Recorded information:
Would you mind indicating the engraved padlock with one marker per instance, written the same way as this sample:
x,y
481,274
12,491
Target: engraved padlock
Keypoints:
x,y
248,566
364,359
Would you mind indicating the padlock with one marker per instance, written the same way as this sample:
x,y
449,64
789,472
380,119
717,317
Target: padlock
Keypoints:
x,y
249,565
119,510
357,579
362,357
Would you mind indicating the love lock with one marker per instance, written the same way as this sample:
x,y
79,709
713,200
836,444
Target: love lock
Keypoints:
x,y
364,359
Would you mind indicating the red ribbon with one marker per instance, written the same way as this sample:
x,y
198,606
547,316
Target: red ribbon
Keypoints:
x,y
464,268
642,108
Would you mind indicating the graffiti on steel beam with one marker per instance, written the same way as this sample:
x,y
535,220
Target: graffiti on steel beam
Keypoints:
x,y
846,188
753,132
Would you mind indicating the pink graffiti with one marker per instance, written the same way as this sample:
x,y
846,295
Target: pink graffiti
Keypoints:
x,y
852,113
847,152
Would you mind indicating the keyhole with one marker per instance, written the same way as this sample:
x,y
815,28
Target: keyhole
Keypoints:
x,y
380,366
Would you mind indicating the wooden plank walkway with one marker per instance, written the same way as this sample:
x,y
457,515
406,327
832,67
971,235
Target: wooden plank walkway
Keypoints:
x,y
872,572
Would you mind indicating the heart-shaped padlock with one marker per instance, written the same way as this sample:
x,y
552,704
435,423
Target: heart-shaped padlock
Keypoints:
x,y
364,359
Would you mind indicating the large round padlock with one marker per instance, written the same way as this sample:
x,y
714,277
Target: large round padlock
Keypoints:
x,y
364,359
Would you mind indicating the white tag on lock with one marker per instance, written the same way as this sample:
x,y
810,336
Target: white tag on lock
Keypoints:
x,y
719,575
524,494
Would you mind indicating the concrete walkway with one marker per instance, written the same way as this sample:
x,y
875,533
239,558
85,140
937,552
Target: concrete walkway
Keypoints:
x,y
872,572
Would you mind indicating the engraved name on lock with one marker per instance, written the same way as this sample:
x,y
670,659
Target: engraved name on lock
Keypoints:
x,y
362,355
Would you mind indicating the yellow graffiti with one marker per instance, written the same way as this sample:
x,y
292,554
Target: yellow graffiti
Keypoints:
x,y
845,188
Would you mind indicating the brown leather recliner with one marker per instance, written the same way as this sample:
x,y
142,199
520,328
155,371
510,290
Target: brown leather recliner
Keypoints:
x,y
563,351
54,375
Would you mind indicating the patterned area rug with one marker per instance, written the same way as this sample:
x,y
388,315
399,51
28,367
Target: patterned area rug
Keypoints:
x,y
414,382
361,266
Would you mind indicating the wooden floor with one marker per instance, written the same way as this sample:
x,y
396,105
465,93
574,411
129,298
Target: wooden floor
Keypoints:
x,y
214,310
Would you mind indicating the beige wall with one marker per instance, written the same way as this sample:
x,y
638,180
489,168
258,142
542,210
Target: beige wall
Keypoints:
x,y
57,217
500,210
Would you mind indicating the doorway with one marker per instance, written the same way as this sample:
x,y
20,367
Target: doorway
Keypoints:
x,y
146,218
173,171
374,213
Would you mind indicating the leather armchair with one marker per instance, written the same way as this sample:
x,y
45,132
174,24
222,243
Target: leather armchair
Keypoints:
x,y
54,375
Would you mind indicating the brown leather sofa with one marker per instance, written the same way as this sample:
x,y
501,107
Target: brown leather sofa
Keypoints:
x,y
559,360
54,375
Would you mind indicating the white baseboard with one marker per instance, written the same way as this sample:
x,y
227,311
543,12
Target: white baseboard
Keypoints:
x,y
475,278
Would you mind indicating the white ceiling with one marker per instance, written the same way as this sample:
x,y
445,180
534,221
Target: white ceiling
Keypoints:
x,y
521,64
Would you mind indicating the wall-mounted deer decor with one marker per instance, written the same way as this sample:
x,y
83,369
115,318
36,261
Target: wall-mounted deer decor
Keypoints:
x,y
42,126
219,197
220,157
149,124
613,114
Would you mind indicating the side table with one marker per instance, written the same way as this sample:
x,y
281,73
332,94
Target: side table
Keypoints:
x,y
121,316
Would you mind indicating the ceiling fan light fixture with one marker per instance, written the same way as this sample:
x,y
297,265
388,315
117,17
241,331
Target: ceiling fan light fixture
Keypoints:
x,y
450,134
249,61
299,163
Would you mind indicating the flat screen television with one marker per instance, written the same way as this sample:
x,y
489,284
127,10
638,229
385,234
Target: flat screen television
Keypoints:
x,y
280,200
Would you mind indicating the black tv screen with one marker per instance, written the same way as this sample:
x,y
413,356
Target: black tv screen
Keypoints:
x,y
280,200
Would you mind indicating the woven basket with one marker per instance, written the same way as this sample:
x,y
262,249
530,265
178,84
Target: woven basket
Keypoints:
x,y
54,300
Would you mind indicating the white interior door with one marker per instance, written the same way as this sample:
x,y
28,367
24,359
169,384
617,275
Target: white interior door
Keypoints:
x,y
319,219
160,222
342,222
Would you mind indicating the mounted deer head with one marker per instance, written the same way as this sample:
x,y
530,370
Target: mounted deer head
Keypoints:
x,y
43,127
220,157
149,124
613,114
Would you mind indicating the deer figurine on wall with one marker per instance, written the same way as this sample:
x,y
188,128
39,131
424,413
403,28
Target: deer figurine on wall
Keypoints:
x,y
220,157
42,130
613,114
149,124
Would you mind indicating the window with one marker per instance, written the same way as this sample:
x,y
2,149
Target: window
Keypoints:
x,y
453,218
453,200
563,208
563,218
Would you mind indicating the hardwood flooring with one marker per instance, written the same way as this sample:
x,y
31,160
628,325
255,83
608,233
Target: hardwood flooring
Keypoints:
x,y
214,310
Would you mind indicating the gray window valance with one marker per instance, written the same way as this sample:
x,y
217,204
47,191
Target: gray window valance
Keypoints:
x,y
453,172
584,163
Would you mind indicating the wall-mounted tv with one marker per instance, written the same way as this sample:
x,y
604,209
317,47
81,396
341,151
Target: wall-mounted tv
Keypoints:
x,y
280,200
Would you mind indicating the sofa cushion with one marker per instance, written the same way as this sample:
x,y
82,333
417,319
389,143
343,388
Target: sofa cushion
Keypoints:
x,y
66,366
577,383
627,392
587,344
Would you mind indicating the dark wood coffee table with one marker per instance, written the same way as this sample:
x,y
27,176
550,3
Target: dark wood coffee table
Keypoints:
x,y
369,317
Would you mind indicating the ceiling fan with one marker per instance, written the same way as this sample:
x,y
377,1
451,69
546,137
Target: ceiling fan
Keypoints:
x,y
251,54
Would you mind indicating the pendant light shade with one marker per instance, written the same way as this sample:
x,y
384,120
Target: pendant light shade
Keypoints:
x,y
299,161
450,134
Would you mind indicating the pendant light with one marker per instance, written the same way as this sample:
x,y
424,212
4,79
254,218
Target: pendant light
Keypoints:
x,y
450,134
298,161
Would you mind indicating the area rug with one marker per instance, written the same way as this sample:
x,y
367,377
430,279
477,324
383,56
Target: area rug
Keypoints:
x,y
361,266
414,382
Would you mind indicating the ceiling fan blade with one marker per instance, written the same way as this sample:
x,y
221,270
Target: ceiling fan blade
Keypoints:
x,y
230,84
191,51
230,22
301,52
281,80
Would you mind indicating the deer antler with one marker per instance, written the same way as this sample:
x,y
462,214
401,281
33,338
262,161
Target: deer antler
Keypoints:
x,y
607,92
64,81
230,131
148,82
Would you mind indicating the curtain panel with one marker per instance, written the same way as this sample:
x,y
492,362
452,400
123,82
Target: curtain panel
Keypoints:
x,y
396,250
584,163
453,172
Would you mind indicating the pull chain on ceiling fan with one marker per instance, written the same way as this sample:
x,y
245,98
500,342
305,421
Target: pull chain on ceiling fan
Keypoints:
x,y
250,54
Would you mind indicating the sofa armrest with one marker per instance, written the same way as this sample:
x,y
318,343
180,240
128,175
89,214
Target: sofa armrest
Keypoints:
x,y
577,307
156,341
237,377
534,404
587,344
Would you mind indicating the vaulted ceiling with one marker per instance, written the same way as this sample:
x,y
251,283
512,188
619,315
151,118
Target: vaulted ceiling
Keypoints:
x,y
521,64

Task goal:
Return the lines above, from the one containing "Would you mind indicating the ceiling fan with" to the end, exactly as they stand.

Response:
Would you mind indicating the ceiling fan with one marker per instance, written the same way as this sample:
x,y
377,1
451,69
546,137
Target: ceiling fan
Keypoints:
x,y
251,54
Would you mind indicating the pendant light shade with one marker per instance, written the same way as this sample:
x,y
384,120
Target: pendant light shade
Keypoints:
x,y
299,161
450,134
Would you mind indicating the pendant light with one marker per instance, written the same way as this sample:
x,y
424,212
4,79
254,218
Target: pendant light
Keypoints:
x,y
450,134
298,161
Would you mind indicating the area rug with one marker per instance, written the same way as this sample:
x,y
367,377
430,279
477,324
383,56
Target: area rug
Keypoints:
x,y
361,266
414,382
Would you mind indicating the ceiling fan blade with one marker per instance, written the same way as this sample:
x,y
221,270
Target: ceiling fan blade
Keypoints:
x,y
230,84
191,51
230,22
301,52
281,80
Would you mind indicating the deer antler with one marker per instance, written the same way as this sample:
x,y
462,214
401,281
33,338
262,161
Target: deer antler
Keypoints:
x,y
607,92
64,81
230,131
148,82
Would you mind indicating the curtain panel with one marker per instance, written the same way as this sample:
x,y
492,362
452,400
123,82
Target: curtain panel
Keypoints:
x,y
396,250
584,163
453,172
Would you mind indicating the pull chain on ceiling fan with one marker per instance, written the same way as this sample:
x,y
245,98
500,342
305,421
Target: pull chain on ceiling fan
Keypoints:
x,y
250,54
Would you mind indicating the sofa armrest with one marker per instance, written the same way as this sample:
x,y
318,343
180,240
128,175
89,214
Target: sofa armrest
Keypoints:
x,y
577,307
156,341
237,377
534,404
587,344
Would you mind indicating the vaulted ceiling with one marker per instance, written the same way as this sample:
x,y
251,283
512,188
619,315
151,118
Target: vaulted ceiling
Keypoints:
x,y
521,64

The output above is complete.